Content starts
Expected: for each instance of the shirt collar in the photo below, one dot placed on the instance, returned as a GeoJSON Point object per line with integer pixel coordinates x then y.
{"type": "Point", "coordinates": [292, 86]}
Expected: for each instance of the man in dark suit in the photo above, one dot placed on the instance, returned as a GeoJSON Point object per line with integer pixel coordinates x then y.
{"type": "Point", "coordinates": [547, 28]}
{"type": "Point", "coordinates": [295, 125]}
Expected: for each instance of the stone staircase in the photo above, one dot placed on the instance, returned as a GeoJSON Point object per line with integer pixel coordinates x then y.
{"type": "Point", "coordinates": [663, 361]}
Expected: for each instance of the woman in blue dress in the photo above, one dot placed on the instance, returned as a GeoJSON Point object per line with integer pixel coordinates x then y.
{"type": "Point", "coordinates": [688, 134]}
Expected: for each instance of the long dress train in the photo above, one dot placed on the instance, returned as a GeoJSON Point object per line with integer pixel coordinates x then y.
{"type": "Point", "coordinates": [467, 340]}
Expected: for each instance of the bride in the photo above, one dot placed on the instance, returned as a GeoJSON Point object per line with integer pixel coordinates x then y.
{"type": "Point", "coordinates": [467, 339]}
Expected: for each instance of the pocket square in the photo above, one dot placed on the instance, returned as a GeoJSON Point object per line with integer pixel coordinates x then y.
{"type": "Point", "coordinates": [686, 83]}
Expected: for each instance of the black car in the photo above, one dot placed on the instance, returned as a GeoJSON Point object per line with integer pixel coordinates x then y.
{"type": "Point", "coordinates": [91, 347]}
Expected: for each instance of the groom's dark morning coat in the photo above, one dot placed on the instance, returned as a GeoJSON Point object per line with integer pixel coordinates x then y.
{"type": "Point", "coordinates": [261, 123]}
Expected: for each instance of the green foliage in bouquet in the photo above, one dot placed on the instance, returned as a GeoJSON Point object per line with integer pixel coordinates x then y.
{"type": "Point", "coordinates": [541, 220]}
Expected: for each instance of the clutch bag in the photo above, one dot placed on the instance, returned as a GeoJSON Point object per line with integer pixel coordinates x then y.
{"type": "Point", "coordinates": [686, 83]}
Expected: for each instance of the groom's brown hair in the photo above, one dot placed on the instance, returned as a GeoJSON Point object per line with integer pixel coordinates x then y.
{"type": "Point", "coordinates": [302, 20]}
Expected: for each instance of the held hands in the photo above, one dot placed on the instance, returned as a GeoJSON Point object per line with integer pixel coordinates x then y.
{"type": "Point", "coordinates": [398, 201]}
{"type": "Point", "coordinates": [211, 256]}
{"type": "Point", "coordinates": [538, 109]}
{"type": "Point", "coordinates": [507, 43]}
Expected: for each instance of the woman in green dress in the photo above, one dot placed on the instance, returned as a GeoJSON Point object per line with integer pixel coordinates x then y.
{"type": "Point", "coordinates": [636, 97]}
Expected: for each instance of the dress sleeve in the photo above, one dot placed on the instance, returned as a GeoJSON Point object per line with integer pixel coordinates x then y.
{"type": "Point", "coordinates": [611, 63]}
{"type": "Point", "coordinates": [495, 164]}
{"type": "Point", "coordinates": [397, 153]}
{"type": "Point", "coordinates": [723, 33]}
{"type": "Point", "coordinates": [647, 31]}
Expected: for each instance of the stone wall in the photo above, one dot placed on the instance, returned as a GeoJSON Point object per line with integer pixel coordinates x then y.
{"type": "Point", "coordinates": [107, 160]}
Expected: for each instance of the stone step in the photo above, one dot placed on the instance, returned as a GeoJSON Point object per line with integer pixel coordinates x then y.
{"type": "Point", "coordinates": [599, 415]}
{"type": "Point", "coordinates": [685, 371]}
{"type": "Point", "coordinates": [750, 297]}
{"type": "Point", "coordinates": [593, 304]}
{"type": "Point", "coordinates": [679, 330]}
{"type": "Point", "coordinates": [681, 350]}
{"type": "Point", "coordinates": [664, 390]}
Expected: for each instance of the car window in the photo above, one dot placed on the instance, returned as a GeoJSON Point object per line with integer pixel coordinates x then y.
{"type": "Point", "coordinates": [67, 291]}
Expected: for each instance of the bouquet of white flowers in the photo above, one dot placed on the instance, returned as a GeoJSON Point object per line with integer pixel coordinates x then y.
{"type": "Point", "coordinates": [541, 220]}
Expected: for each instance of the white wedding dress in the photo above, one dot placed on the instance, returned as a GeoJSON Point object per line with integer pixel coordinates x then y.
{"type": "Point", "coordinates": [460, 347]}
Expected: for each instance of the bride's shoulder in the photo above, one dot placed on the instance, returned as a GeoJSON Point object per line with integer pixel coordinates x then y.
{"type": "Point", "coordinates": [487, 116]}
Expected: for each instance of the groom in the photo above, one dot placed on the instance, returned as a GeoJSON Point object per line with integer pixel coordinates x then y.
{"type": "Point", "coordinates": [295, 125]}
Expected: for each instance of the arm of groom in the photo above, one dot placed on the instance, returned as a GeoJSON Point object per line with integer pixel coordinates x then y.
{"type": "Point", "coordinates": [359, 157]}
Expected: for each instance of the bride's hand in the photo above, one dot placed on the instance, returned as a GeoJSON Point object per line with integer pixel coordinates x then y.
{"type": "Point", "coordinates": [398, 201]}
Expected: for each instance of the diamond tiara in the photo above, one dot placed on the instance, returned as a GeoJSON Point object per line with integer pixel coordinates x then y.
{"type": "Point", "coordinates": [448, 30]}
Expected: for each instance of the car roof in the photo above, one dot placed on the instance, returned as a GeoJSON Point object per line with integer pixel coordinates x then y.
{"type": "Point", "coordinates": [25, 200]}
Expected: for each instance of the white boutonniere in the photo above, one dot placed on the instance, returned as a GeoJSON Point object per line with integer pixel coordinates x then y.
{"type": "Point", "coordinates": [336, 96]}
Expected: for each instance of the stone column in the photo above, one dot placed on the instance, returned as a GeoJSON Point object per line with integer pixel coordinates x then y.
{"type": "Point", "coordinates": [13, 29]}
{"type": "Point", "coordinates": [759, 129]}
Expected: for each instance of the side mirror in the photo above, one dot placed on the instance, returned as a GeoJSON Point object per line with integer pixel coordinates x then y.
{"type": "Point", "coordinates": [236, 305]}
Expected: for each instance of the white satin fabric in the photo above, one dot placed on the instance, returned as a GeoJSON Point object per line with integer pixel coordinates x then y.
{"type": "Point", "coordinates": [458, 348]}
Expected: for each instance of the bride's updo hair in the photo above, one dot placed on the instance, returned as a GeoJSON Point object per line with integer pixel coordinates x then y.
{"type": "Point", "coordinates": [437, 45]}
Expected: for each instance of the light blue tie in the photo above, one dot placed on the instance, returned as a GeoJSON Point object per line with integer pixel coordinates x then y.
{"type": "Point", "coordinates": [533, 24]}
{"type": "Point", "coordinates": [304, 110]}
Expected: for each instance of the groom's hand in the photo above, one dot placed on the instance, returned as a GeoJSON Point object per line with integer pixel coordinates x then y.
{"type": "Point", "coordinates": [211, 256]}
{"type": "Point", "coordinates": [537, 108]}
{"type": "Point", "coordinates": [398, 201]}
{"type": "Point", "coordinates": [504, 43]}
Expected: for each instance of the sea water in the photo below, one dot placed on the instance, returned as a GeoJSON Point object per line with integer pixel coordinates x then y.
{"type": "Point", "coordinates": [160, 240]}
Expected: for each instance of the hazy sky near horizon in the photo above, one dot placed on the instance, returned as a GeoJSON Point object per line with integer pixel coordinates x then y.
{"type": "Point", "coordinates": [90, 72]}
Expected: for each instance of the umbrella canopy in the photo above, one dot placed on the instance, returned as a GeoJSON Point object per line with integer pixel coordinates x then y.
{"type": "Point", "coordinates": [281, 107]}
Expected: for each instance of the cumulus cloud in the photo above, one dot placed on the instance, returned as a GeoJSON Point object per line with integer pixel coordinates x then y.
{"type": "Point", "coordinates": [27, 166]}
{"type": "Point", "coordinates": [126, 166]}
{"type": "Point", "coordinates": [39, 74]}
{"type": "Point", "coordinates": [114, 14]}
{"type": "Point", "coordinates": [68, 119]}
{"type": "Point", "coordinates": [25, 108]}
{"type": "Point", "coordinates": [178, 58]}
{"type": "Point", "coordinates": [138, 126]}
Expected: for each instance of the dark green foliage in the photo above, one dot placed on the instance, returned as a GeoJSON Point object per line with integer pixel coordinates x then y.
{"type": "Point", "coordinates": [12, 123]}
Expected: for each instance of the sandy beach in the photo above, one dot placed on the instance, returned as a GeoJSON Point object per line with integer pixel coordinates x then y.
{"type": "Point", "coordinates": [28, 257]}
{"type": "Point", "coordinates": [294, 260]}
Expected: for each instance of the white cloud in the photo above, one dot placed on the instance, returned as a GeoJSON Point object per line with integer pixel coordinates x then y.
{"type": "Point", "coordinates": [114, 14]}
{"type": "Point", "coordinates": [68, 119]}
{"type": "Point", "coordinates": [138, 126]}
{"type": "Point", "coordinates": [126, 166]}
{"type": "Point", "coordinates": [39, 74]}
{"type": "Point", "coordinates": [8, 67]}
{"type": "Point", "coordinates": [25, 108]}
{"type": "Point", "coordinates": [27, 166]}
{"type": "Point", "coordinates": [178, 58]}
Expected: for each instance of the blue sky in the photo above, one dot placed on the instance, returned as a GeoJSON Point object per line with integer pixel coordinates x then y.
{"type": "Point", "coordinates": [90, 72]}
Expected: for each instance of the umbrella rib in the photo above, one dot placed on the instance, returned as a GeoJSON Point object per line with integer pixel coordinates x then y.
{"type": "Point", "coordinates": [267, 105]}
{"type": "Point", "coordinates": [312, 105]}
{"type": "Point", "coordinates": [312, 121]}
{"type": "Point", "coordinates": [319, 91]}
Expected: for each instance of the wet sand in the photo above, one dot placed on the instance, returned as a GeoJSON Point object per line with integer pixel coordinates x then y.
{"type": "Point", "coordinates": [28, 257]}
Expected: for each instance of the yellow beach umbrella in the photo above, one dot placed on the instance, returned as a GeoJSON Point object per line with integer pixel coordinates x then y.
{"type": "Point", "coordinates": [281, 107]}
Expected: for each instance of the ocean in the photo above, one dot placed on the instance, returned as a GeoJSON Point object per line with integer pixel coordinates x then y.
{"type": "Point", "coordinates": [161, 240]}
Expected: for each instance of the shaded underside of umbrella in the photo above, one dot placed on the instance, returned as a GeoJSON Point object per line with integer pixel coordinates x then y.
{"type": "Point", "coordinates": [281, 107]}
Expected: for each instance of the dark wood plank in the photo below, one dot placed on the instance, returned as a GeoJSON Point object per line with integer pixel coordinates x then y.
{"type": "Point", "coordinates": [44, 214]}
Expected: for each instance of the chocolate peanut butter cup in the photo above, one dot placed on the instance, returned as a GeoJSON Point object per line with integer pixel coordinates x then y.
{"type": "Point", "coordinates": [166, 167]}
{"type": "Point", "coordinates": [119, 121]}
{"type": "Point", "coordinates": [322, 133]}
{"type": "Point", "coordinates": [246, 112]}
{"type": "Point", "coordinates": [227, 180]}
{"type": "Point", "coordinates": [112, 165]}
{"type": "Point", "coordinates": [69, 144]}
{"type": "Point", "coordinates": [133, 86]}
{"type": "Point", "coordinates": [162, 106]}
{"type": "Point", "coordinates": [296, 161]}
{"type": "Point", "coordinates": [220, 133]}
Content ends
**Required action**
Copy the lines from the one with "Expected: for each instance of the shaded" through the last line of the material above, exactly as they are and with no others.

**Answer for this exercise**
Expected: for each instance of the shaded underside of umbrella in the photo above, one dot placed on the instance, returned as a GeoJSON Point object per line with integer pixel coordinates x then y.
{"type": "Point", "coordinates": [281, 107]}
Expected: for each instance of the dark wood plank in the photo below, one dot placed on the instance, returned as a GeoJSON Point object per line with integer pixel coordinates x then y.
{"type": "Point", "coordinates": [44, 214]}
Expected: for each instance of the chocolate peanut butter cup in the photo above, one dot placed on the instance, returned as a GeoJSON Point object per line with integer pixel coordinates x then y.
{"type": "Point", "coordinates": [166, 167]}
{"type": "Point", "coordinates": [119, 121]}
{"type": "Point", "coordinates": [322, 133]}
{"type": "Point", "coordinates": [246, 112]}
{"type": "Point", "coordinates": [227, 180]}
{"type": "Point", "coordinates": [112, 165]}
{"type": "Point", "coordinates": [69, 144]}
{"type": "Point", "coordinates": [133, 86]}
{"type": "Point", "coordinates": [162, 106]}
{"type": "Point", "coordinates": [296, 161]}
{"type": "Point", "coordinates": [220, 133]}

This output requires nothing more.